* [Work instructions]
(a) Reproduce the passage on women's education from "Simply pointing out" up to and including "rendering them unemployable.".
(b) Pick up the essay on women's education after its final sentence and carry it forward.

* [Text]
______

Having considered the heretical proposition that most women should consider foregoing schooling with a heavy emphasis on credentials and a narrowly focused professional career, it’s worth turning to the question: in what, then, does women’s education exist?
Simply pointing out the obvious fact that after a full two generation of women’s lib has not inspired all women to entrench themselves in white collar careers is seen in some circles as tantamount to wife-beating. To suggest that women might want to be mothers who spend their days with their own offspring is seen as so retrograde and inhumane. The heresy that women’s education might be unique implies to many ears that girls will be de facto slaves kept cloistered in the house and used to bear children in grim, red-robed affairs a la Margaret Atwood’s fever dream.
Here is where a modicum of nuance goes a long way. Suggesting that some high-achieving women not shackle themselves to a highly structured career is not the same as denying them an education or rendering them unemployable.
A helpful distinction can be made between schooling and education. We can think of schooling as those career-focused hoops to jump through, a predictable scaffolding of competencies required for admission to certain tiers of the academy or the professional practice. Education is more broad and not reducible to hours in the classroom and multiple-choice test scored. Education is also not geared toward a specific occupation. At its most broad, education can be thought of as the ability to learn.
As this is not a world of neat binaries, of course the two bleed into one another. The path to medical school or professorship involves plenty of reading comprehension and problem solving which could be more closely aligned with education. Nonetheless, there is a general sense of whether the education serves the purpose of credentialling or liberating the mind.
Turning schools away from the narrowly focused schooling toward a more flexible and interesting focus on education may well be beneficial to all students, but such an adjustment could surely have significant benefits for women. The modern classroom, so sympathetic to the average girl’s strengths, can foster in young women a sense that she should continue in schooling. If classes up through college were a breeze, the young lady may be prompted to pursue graduate work, a law degree, or an academic internship without regard to the long-term purpose of such a venture.
Women, who can bear children, have unique considerations about the career they undertake. The education of girls has been varied throughout history, and even in society’s that discouraged women from certain professions, select women succeeded in breaking into the ranks. We can, therefore, lay aside the concern that women will be turned back by the patriarchy from lucrative careers in medicine, law, and business management. In a society that actively seeks women to take on impressive-sounding titles, discrimination is not the issue with which young women should be concerned.

______

* [Records shown]
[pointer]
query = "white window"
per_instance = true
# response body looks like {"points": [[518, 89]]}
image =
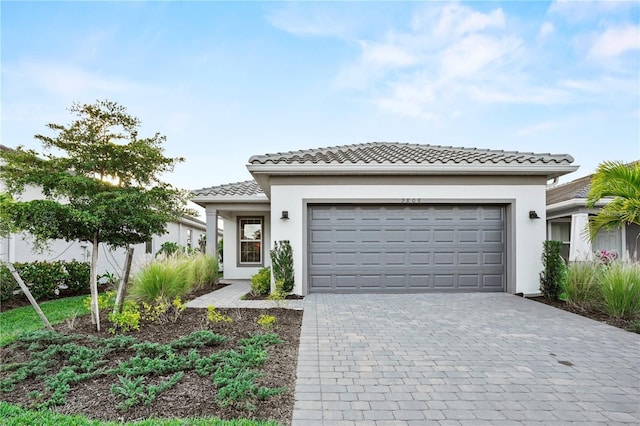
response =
{"points": [[250, 241]]}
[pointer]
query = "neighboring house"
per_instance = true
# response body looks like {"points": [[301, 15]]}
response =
{"points": [[19, 247], [567, 219], [390, 217]]}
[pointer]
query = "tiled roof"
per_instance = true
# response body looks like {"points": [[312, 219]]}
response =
{"points": [[239, 189], [578, 188], [397, 153]]}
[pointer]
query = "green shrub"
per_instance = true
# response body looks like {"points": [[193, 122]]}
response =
{"points": [[125, 321], [282, 262], [168, 248], [261, 282], [582, 286], [621, 290], [78, 276], [204, 270], [553, 276], [161, 280]]}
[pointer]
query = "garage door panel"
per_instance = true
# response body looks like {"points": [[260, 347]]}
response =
{"points": [[468, 281], [406, 248]]}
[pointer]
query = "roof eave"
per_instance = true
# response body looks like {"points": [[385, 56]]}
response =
{"points": [[203, 200], [550, 171], [575, 203]]}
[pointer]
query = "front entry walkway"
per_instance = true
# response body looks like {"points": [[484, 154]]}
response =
{"points": [[476, 359]]}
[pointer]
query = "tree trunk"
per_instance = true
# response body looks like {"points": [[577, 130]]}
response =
{"points": [[95, 312], [122, 288], [27, 293]]}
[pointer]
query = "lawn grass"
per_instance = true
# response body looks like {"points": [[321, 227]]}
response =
{"points": [[12, 415], [25, 319]]}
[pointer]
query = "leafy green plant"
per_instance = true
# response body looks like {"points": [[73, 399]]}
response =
{"points": [[106, 300], [125, 321], [582, 286], [261, 282], [13, 415], [282, 263], [162, 311], [266, 321], [554, 274], [214, 315], [134, 391], [108, 279], [621, 290], [168, 248], [162, 279]]}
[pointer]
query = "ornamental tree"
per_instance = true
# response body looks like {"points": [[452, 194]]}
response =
{"points": [[100, 180]]}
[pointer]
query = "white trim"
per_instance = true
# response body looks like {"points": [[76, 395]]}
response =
{"points": [[411, 169], [575, 202]]}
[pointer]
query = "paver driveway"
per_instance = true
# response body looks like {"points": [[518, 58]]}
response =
{"points": [[461, 359]]}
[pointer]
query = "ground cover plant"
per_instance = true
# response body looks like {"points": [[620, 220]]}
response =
{"points": [[193, 366], [13, 415]]}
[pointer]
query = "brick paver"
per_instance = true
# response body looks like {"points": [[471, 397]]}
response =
{"points": [[475, 359]]}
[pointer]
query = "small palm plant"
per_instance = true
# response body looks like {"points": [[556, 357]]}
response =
{"points": [[618, 181]]}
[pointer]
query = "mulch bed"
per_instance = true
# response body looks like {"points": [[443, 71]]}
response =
{"points": [[194, 395], [593, 314]]}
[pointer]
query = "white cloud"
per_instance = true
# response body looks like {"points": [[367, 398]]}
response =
{"points": [[547, 28], [67, 81], [454, 20], [386, 55], [538, 128], [473, 54], [325, 22], [615, 41], [582, 11]]}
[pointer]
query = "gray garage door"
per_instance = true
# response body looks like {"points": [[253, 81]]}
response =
{"points": [[406, 248]]}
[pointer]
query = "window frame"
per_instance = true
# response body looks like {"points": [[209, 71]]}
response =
{"points": [[239, 241]]}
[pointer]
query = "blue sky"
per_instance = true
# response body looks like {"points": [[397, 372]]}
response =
{"points": [[224, 81]]}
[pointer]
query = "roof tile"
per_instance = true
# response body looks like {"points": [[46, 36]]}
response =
{"points": [[395, 152], [247, 188]]}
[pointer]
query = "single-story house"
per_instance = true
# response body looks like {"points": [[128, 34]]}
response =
{"points": [[567, 218], [390, 217]]}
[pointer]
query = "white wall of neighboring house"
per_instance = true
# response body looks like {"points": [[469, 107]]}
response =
{"points": [[20, 247]]}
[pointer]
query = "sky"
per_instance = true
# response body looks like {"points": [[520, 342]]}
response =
{"points": [[226, 80]]}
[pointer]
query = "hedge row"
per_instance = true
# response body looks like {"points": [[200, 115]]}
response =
{"points": [[46, 280]]}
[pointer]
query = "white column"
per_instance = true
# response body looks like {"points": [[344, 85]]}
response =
{"points": [[212, 231], [580, 247]]}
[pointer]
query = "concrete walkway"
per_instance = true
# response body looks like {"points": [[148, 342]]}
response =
{"points": [[461, 359], [229, 297]]}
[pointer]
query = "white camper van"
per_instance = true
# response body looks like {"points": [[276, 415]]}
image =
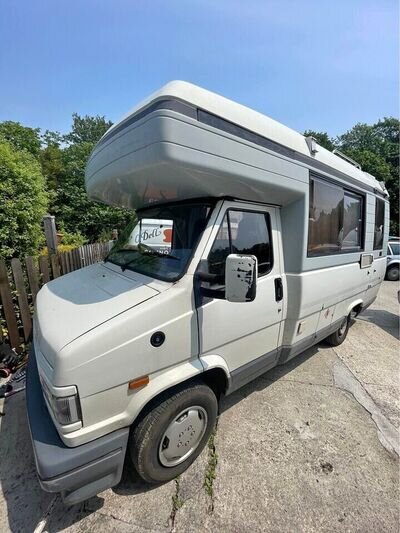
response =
{"points": [[270, 245]]}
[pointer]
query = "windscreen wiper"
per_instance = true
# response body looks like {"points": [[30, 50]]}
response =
{"points": [[152, 251]]}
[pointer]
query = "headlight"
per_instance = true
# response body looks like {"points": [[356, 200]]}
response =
{"points": [[66, 409]]}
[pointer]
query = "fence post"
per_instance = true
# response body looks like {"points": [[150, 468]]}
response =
{"points": [[50, 233]]}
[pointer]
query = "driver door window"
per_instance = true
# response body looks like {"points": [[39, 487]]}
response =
{"points": [[242, 232]]}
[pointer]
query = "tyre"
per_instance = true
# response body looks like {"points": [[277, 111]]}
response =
{"points": [[337, 337], [171, 436], [392, 273]]}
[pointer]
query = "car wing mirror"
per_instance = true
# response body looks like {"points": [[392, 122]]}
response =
{"points": [[240, 278]]}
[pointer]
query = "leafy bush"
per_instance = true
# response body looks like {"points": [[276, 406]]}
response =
{"points": [[23, 201], [72, 239]]}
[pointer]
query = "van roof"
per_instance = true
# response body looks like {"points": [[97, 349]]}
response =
{"points": [[251, 120]]}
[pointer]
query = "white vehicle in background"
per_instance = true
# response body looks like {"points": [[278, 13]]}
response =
{"points": [[274, 245]]}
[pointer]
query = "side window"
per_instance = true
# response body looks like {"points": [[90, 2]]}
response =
{"points": [[325, 214], [379, 223], [335, 222], [220, 250], [242, 232], [352, 221]]}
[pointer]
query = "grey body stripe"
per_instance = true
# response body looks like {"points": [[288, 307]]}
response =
{"points": [[253, 369], [222, 124]]}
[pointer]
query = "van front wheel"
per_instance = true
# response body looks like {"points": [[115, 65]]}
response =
{"points": [[171, 436], [338, 336]]}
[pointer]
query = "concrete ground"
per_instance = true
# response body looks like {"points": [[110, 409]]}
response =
{"points": [[310, 446]]}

______

* [Responses to the tasks]
(a)
Simply pointing out the obvious fact that after a full two generation of women’s lib has not inspired all women to entrench themselves in white collar careers is seen in some circles as tantamount to wife-beating. To suggest that women might want to be mothers who spend their days with their own offspring is seen as so retrograde and inhumane. The heresy that women’s education might be unique implies to many ears that girls will be de facto slaves kept cloistered in the house and used to bear children in grim, red-robed affairs a la Margaret Atwood’s fever dream.
Here is where a modicum of nuance goes a long way. Suggesting that some high-achieving women not shackle themselves to a highly structured career is not the same as denying them an education or rendering them unemployable.

(b)
Rather, the issue that becomes most pressing for many women is how to be present in the ordinary everyday life of small children. As Anne-Marie Slaughter observed in her notorious essay for The Atlantic entitled “Why Women Still Can’t Have It All,” how easily mothers manage their work and their felt duty to their children depends to a large degree on the type of career they have chosen. Many a work-from-home author and tenured professor has suggested how mothers can best use their time, but they sometimes gloss over the hour-long commute and rigidity of many professions that they escape with their set up.
Slaughter realized this after a grueling stint working in the bureaucracy of Washington, D.C., a far-cry from the flexibility of previous positions. Slaughter wrote, “Both were demanding jobs, but I had the ability to set my own schedule most of the time. I could be with my kids when I needed to be, and still get the work done. I had to travel frequently, but I found I could make up for that with an extended period at home or a family vacation.” She continued, “I realized what should have perhaps been obvious: having it all, at least for me, depended almost entirely on what type of job I had.”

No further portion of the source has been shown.